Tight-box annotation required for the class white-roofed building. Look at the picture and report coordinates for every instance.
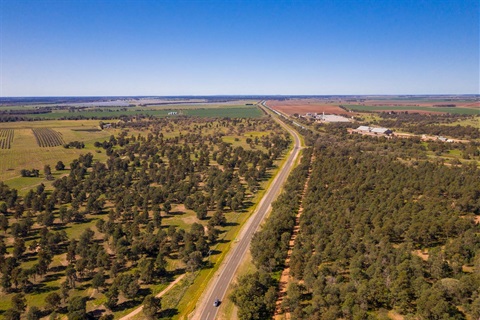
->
[355,126,392,135]
[316,113,351,123]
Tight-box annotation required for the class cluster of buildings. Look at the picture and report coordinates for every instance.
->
[297,112,458,142]
[421,135,456,143]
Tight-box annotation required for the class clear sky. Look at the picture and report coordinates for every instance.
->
[0,0,478,96]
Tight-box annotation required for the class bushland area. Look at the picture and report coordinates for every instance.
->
[231,115,480,320]
[0,115,292,319]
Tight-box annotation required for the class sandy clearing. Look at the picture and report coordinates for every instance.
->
[412,249,429,261]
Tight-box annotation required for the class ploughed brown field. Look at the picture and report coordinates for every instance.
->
[267,98,479,115]
[267,99,350,115]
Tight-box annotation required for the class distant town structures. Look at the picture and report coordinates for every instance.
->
[168,111,178,115]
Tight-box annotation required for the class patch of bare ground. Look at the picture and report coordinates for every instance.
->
[463,265,474,273]
[388,310,405,320]
[181,215,198,226]
[174,203,186,212]
[274,153,314,319]
[412,249,429,261]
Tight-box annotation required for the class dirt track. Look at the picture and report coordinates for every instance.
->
[119,274,186,320]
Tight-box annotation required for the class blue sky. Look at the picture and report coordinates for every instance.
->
[0,0,478,96]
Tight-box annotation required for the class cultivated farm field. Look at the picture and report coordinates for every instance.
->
[0,120,117,188]
[8,103,263,120]
[267,97,479,116]
[344,104,480,115]
[0,129,14,149]
[32,128,65,147]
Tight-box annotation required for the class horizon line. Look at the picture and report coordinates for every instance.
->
[1,94,479,99]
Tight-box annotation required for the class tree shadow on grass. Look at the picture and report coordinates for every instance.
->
[171,268,186,276]
[43,272,64,283]
[114,300,141,312]
[88,308,107,319]
[209,249,222,256]
[158,308,179,319]
[167,211,185,216]
[49,265,66,273]
[138,287,152,297]
[24,234,40,242]
[243,201,254,208]
[201,262,214,271]
[21,254,38,263]
[259,173,273,181]
[30,283,60,295]
[52,225,68,231]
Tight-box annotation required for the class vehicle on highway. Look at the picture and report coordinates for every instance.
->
[213,299,220,307]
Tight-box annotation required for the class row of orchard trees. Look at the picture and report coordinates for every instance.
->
[0,117,290,319]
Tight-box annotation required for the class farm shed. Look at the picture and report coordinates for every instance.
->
[356,126,392,135]
[316,114,351,122]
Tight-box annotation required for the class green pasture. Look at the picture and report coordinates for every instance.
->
[19,106,263,120]
[446,117,480,128]
[346,105,479,115]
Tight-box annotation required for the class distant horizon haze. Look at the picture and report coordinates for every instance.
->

● WORK TO COMPLETE: Through the final line of the listing, beginning at the line that contains "Tight-box annotation required for the class vehicle", every line is to be set down exactly, with no others.

● RESPONSE TO THIS EXERCISE:
Tight-box annotation required for the class vehicle on highway. Look at the picture and report coordinates for every instance.
->
[213,299,220,307]
Tight-box annotation required for the class row of orchard trees. Look at the picture and report coordinates for every instance.
->
[0,117,290,319]
Tight-box annotation required for the class farm shed. Look at the picture and report coordinates for every instance.
->
[356,126,392,135]
[316,114,351,122]
Tight-box annotation required for the class green pasture. Look at the picture and report coordinates for every instance.
->
[19,106,263,120]
[446,117,480,128]
[346,105,479,115]
Tight-box annotation required for the class distant horizon haze. Look at the picture and report coordinates for every instance.
->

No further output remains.